Copy out every entry of the dataset excerpt below word for word, leaving each line unchanged.

Dataset excerpt
◆ ◆ ◆ ◆

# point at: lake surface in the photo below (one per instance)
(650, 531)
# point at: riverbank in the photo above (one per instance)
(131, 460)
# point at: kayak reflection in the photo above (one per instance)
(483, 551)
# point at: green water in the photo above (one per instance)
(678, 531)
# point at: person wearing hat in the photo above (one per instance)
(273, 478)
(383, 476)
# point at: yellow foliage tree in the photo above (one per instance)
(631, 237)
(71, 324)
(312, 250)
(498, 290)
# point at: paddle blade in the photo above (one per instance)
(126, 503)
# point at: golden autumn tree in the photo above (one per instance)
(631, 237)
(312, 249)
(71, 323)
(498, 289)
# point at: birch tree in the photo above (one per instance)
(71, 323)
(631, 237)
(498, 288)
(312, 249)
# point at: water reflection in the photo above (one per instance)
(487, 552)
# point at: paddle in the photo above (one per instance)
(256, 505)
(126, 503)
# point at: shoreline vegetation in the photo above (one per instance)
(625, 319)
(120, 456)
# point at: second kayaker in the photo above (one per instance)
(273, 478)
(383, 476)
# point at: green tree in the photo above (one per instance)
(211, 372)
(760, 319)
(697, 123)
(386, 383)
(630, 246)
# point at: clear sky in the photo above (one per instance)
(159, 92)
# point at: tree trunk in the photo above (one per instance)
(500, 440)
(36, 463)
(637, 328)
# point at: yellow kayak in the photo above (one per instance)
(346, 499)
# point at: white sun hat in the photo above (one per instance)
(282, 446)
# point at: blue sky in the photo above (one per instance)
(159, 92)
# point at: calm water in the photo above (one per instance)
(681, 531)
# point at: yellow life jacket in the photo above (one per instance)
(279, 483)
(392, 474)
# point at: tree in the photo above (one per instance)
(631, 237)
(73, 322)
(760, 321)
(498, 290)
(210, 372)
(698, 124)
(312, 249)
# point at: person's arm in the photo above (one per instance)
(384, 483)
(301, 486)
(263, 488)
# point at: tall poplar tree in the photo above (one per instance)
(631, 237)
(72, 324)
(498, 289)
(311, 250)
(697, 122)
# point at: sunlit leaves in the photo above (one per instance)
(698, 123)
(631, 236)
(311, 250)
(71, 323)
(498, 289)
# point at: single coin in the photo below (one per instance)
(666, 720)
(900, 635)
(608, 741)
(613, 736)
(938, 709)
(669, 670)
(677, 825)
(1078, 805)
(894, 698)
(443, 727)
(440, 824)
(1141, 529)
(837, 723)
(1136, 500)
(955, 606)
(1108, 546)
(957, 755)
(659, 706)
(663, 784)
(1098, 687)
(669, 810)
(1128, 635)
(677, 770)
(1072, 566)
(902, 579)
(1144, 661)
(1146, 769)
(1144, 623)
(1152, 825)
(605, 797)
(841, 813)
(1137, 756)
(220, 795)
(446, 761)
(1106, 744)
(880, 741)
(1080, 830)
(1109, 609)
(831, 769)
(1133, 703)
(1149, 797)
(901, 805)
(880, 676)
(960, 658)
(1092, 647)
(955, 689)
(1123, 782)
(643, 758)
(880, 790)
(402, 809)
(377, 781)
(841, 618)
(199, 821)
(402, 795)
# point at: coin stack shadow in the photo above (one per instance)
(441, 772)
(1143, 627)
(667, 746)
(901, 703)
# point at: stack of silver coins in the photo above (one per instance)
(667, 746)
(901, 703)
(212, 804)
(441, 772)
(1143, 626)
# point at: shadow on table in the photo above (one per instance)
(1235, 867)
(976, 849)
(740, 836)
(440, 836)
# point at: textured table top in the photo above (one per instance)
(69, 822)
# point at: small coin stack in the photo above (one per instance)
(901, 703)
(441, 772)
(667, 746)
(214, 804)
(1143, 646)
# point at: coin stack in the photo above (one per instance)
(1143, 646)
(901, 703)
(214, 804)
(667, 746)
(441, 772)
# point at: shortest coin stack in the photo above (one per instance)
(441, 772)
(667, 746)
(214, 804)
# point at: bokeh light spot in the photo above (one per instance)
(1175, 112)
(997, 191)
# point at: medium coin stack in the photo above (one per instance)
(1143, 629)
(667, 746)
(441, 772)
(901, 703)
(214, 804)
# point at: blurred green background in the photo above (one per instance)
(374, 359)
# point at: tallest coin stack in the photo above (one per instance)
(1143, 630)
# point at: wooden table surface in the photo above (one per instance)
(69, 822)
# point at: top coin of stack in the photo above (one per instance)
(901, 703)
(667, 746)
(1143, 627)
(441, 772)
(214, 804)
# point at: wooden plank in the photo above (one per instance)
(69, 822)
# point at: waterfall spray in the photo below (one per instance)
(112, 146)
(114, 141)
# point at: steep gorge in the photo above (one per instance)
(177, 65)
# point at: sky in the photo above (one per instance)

◆ ◆ ◆ ◆

[In response]
# point at: lake surface in the photo below (one per instance)
(650, 531)
# point at: riverbank in the photo above (one per instance)
(131, 460)
# point at: kayak reflection in the photo above (one per instance)
(483, 551)
# point at: green water in the photo above (one per instance)
(678, 531)
# point at: person wearing hat in the photo above (one per instance)
(273, 478)
(383, 476)
# point at: yellow foliage tree in the photo above (one per instance)
(631, 237)
(71, 324)
(312, 250)
(498, 290)
# point at: paddle blade in the photo above (one per instance)
(126, 503)
# point at: golden autumn tree in the photo above (one per instance)
(631, 237)
(312, 249)
(71, 323)
(498, 289)
# point at: birch tree in the photo above (one per instance)
(71, 323)
(631, 237)
(498, 288)
(312, 249)
# point at: water reflection in the photo above (one per instance)
(487, 552)
# point at: paddle in the photo above (one per instance)
(256, 505)
(126, 503)
# point at: shoreline vegetation in the photo above (one per instance)
(625, 319)
(120, 456)
# point at: second kayaker in the photo above (one per instance)
(273, 478)
(383, 476)
# point at: green tree in the photo above (one per instance)
(211, 372)
(760, 319)
(697, 123)
(386, 383)
(630, 246)
# point at: clear sky in the photo above (one per instance)
(159, 92)
# point at: tree trunk in the photo above (one per instance)
(500, 440)
(36, 463)
(637, 328)
# point at: yellow kayak in the photo above (one per instance)
(346, 499)
# point at: white sun hat in the photo above (one per instance)
(282, 446)
# point at: blue sky in the photo above (one per instance)
(159, 92)
# point at: calm water in the photo above (one per instance)
(681, 531)
# point at: yellow life jacket in the photo above (one per instance)
(279, 483)
(392, 474)
# point at: tree in the photo above (one per instance)
(631, 237)
(73, 322)
(760, 321)
(498, 290)
(210, 372)
(698, 124)
(312, 249)
# point at: person's arm in the photo above (one per instance)
(384, 483)
(301, 486)
(263, 488)
# point at: tall poplar tree in the photo above (one per instance)
(631, 237)
(72, 324)
(498, 289)
(311, 250)
(697, 122)
# point at: sunlit leaves in the photo above (one per instance)
(698, 123)
(631, 236)
(311, 250)
(71, 323)
(498, 289)
# point at: single coin in the photo below (one per instance)
(666, 720)
(900, 635)
(608, 741)
(613, 736)
(938, 709)
(669, 670)
(677, 825)
(1078, 805)
(894, 698)
(443, 727)
(440, 824)
(1141, 529)
(837, 723)
(1136, 500)
(955, 606)
(1108, 546)
(957, 755)
(659, 706)
(663, 784)
(1098, 687)
(669, 810)
(1128, 635)
(677, 770)
(1072, 566)
(902, 579)
(1144, 661)
(1146, 769)
(1144, 623)
(1152, 825)
(605, 797)
(841, 813)
(1137, 756)
(220, 795)
(446, 761)
(1106, 744)
(880, 741)
(1080, 830)
(1109, 609)
(831, 769)
(1133, 703)
(1149, 797)
(901, 805)
(880, 676)
(960, 658)
(1092, 647)
(955, 689)
(1123, 782)
(643, 758)
(880, 790)
(402, 809)
(377, 781)
(841, 618)
(199, 821)
(402, 795)
# point at: coin stack shadow in the photo above (one per instance)
(441, 772)
(1143, 627)
(667, 746)
(901, 703)
# point at: stack of silver coins in the photo above (one per instance)
(667, 746)
(901, 703)
(212, 804)
(441, 772)
(1143, 626)
# point at: shadow on table in the photo above (one per instance)
(1235, 867)
(976, 849)
(740, 836)
(440, 836)
# point at: textured table top in the photo above (one per instance)
(69, 822)
# point at: small coin stack in the photo above (one per instance)
(901, 703)
(441, 772)
(667, 746)
(214, 804)
(1143, 646)
# point at: coin stack in the photo above (one per instance)
(1143, 646)
(901, 703)
(214, 804)
(667, 746)
(441, 772)
# point at: shortest coin stack in the photo above (one per instance)
(441, 772)
(667, 746)
(214, 804)
# point at: bokeh light spot in the photo above (one per instance)
(1175, 112)
(997, 191)
# point at: medium coin stack in the photo above (one per instance)
(1143, 629)
(667, 746)
(441, 772)
(901, 703)
(214, 804)
# point at: blurred green background in the photo above (one per instance)
(374, 359)
# point at: tallest coin stack in the photo above (one per instance)
(1143, 630)
# point at: wooden table surface in the photo above (one per instance)
(69, 822)
# point at: top coin of stack in the photo above (one per instance)
(901, 703)
(667, 746)
(1143, 627)
(441, 772)
(214, 804)
# point at: wooden plank in the photo above (one per instance)
(69, 822)
# point at: waterfall spray in the photo below (one per instance)
(112, 146)
(114, 141)
# point at: steep gorge in the photo above (one per instance)
(177, 65)
# point at: sky in the photo above (one per instance)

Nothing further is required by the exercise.